Exigences du problème: Mettez à jour les entrées ci-dessous en remplaçant « round unopened bud » par « closed flower bud ». Le reste doit demeurer identique.

Données fournies:
------------
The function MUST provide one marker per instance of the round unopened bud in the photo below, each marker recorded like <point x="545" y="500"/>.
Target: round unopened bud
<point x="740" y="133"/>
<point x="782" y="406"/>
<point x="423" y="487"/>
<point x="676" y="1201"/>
------------
Résultat final:
The function MUST provide one marker per instance of the closed flower bud in the photo below, each marker recorded like <point x="545" y="500"/>.
Target: closed flower bud
<point x="740" y="133"/>
<point x="782" y="406"/>
<point x="423" y="487"/>
<point x="676" y="1201"/>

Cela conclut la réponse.